((
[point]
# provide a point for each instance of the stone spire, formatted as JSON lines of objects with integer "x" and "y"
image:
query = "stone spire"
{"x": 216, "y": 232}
))
What is expected:
How many lines of the data above include the word "point"? Only that number should be returned.

Response to this exercise:
2